[Dataset excerpts on object pointing]

· · · · ·

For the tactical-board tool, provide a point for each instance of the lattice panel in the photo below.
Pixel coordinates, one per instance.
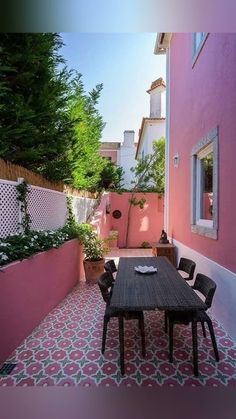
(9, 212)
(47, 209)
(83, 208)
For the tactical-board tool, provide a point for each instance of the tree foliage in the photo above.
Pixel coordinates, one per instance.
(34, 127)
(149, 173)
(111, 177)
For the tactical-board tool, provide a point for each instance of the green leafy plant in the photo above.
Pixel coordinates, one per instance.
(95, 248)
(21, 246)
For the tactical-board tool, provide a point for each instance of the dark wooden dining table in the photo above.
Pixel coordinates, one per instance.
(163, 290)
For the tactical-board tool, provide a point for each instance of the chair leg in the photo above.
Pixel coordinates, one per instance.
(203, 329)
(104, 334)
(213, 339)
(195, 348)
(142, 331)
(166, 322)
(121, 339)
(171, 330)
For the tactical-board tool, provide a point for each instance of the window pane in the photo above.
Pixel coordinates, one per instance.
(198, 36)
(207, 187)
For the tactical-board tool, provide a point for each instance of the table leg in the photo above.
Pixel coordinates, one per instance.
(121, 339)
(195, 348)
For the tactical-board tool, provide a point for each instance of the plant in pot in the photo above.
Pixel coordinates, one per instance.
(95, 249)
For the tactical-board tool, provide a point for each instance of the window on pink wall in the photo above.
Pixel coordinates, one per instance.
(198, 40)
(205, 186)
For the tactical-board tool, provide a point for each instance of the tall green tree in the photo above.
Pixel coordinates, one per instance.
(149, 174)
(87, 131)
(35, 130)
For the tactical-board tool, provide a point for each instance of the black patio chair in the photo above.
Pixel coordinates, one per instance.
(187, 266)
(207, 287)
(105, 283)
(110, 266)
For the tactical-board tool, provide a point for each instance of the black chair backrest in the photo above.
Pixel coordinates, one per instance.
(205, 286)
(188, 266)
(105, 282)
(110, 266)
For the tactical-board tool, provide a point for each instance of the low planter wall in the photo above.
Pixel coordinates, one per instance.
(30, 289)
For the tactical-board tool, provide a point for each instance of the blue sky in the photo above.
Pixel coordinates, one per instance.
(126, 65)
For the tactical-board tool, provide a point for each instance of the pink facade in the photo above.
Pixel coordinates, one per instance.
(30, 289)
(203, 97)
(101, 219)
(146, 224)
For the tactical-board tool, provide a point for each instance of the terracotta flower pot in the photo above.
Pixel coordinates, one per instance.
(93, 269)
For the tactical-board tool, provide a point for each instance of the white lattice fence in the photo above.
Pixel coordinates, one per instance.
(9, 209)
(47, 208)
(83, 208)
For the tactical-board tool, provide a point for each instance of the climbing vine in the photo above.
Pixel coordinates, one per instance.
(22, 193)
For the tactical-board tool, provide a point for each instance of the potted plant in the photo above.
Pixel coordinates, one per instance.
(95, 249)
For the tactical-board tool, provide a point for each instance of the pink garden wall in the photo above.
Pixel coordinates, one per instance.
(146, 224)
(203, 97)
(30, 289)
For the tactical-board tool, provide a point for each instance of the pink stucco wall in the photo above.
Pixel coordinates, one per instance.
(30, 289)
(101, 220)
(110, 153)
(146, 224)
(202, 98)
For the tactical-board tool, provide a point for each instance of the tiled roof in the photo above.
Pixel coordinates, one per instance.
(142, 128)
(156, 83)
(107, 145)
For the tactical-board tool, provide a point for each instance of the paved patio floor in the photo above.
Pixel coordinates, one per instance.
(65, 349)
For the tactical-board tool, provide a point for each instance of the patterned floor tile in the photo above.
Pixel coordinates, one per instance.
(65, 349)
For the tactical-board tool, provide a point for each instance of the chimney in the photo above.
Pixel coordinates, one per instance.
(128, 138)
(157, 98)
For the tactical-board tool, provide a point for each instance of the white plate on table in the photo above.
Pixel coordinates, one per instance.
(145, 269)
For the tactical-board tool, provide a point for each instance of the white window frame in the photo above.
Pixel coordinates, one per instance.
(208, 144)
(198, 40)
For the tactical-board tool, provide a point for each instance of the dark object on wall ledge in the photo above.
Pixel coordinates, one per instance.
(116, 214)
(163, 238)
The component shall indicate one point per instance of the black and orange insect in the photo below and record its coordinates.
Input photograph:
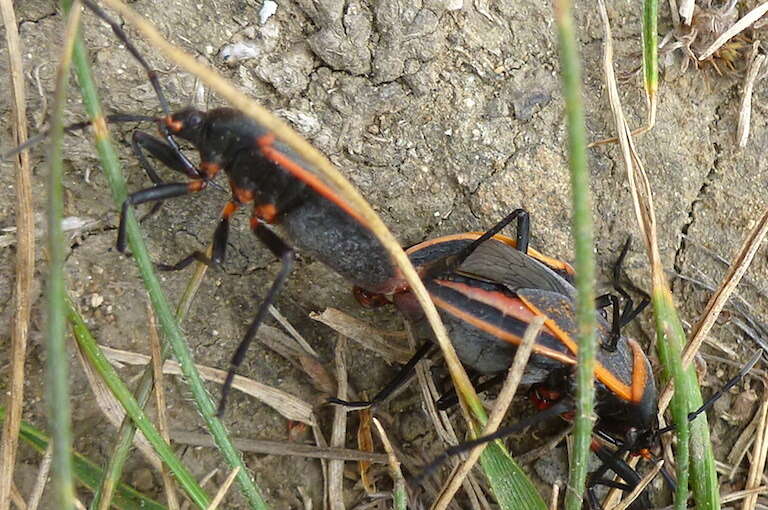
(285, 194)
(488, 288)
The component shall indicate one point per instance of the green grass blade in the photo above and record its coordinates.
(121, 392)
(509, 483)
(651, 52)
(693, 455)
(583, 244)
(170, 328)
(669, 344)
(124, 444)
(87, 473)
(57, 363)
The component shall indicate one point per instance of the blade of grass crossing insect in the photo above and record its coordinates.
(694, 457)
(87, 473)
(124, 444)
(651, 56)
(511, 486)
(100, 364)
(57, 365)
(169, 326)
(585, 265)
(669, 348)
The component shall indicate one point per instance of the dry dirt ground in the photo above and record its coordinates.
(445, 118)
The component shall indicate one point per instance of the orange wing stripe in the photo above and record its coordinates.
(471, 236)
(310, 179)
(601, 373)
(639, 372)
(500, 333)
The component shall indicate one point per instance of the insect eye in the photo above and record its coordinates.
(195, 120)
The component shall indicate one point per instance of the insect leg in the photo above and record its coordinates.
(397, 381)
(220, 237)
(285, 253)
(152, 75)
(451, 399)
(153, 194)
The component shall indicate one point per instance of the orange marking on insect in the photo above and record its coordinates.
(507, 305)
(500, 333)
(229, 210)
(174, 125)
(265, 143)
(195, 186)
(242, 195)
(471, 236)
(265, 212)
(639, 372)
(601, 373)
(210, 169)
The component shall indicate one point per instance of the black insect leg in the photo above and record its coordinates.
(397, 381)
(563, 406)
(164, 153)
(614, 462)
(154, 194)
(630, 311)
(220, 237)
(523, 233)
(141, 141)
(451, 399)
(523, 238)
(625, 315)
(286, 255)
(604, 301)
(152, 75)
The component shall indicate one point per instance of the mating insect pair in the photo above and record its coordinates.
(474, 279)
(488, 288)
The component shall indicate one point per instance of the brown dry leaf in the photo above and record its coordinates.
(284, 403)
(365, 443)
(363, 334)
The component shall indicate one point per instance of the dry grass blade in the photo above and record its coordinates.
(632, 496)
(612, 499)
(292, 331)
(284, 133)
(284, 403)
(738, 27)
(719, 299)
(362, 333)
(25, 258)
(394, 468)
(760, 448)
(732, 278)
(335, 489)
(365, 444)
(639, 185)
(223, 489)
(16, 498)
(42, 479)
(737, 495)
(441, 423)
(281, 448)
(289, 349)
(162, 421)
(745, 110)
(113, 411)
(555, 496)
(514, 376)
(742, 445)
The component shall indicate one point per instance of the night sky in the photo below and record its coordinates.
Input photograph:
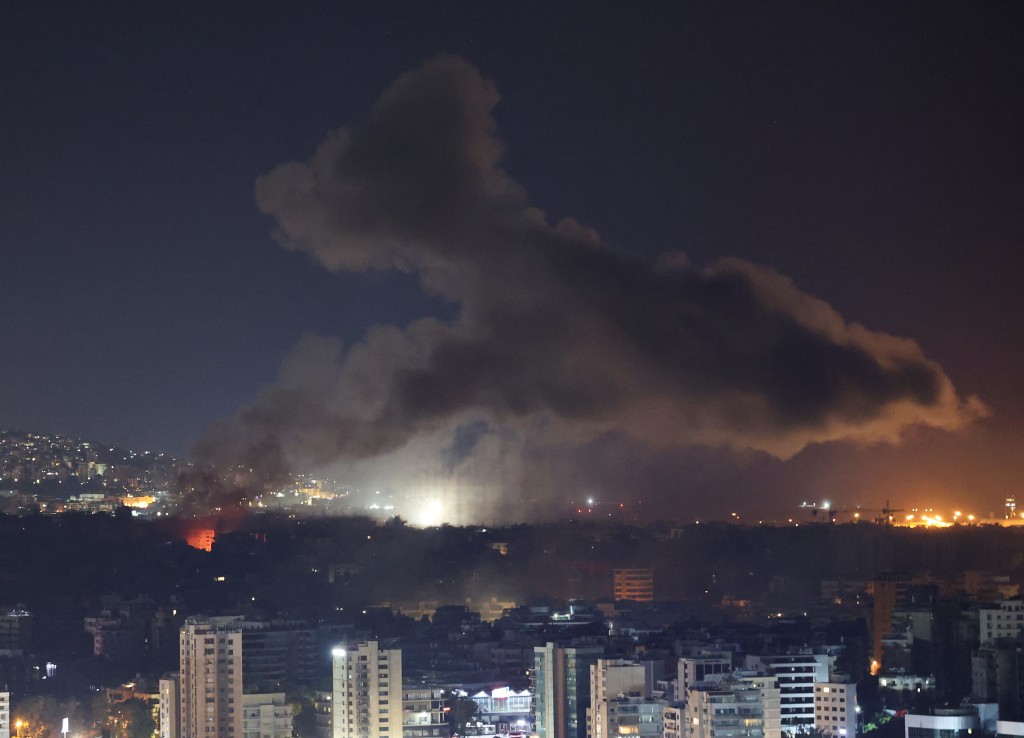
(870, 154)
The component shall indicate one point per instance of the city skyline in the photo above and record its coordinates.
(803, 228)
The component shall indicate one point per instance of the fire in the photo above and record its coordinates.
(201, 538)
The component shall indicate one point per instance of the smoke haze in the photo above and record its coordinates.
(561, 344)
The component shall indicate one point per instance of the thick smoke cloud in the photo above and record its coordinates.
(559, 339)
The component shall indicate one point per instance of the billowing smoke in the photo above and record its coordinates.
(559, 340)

· · · · ·

EXERCISE DESCRIPTION:
Retype exactly, and only, the lines from the one containing "The component shall indicate one point per instance of the brown" through the end of the material, leaving aside every picture.

EXERCISE SOLUTION:
The component shall indicate one point per instance of the brown dry leaf in the photo above and record its coordinates.
(284, 403)
(365, 443)
(363, 334)
The component shall indicate one point per instance of the dry grass blade in the photo above and record its coordinates.
(632, 496)
(612, 499)
(292, 331)
(284, 133)
(284, 403)
(738, 27)
(719, 299)
(362, 333)
(25, 258)
(394, 468)
(760, 448)
(732, 278)
(335, 489)
(365, 444)
(639, 185)
(223, 489)
(16, 498)
(42, 479)
(737, 495)
(441, 423)
(281, 448)
(289, 349)
(162, 421)
(745, 110)
(113, 411)
(555, 496)
(514, 376)
(742, 445)
The component shall indicate one point per instance of the night sky in the photo below and record its coordinates.
Input photograph:
(870, 154)
The component shall indicate one point per instance of the city skyline in the photo above and record its coordinates.
(803, 228)
The component shall indicate one point per instance of the fire in the photo above and record its coordinates.
(201, 538)
The component shall indicate one point per instance of the smoke haze in the photo above and record its coordinates.
(561, 344)
The component shall indicate one point per instance of the thick smoke cloud in the photo above and record its coordinates.
(559, 339)
The component shall indicate one point per instance of the billowing smoke in the photo above and record its coordinates.
(559, 340)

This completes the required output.